***** Given information *****
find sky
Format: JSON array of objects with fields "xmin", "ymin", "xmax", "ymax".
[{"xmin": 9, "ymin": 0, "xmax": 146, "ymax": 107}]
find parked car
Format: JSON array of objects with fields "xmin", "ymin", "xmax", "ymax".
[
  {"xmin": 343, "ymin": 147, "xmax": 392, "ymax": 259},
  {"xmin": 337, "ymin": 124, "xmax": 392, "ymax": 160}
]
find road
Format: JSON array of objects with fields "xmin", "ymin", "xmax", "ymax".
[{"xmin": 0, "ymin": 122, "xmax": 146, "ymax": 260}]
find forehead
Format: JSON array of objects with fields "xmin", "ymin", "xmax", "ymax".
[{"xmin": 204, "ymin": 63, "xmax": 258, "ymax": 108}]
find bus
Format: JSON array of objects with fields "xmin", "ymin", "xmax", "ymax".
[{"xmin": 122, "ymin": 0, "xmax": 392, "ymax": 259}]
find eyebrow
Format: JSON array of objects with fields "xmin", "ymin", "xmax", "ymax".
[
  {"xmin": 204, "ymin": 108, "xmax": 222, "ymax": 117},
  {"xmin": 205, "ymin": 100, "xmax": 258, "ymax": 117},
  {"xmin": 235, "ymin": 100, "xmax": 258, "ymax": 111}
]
*****
§ **Goal of the exercise**:
All of the material must be written out again without any change.

§ **Task answer**:
find sky
Format: JSON array of objects with fields "xmin", "ymin", "xmax", "ymax".
[{"xmin": 9, "ymin": 0, "xmax": 146, "ymax": 107}]
find parked car
Format: JSON array of objects with fields "xmin", "ymin", "xmax", "ymax".
[
  {"xmin": 343, "ymin": 147, "xmax": 392, "ymax": 259},
  {"xmin": 337, "ymin": 124, "xmax": 392, "ymax": 160}
]
find road
Format: JSON array of objects with fields "xmin", "ymin", "xmax", "ymax".
[{"xmin": 0, "ymin": 122, "xmax": 146, "ymax": 260}]
find forehead
Format: JSON array of objects with fields "xmin", "ymin", "xmax", "ymax".
[{"xmin": 204, "ymin": 63, "xmax": 258, "ymax": 108}]
find bus
Format: JSON array of objects with fields "xmin", "ymin", "xmax", "ymax".
[{"xmin": 122, "ymin": 0, "xmax": 392, "ymax": 259}]
find eyebrow
Format: JSON array of objects with fields "xmin", "ymin", "xmax", "ymax".
[
  {"xmin": 204, "ymin": 108, "xmax": 222, "ymax": 117},
  {"xmin": 205, "ymin": 100, "xmax": 258, "ymax": 117},
  {"xmin": 235, "ymin": 100, "xmax": 258, "ymax": 111}
]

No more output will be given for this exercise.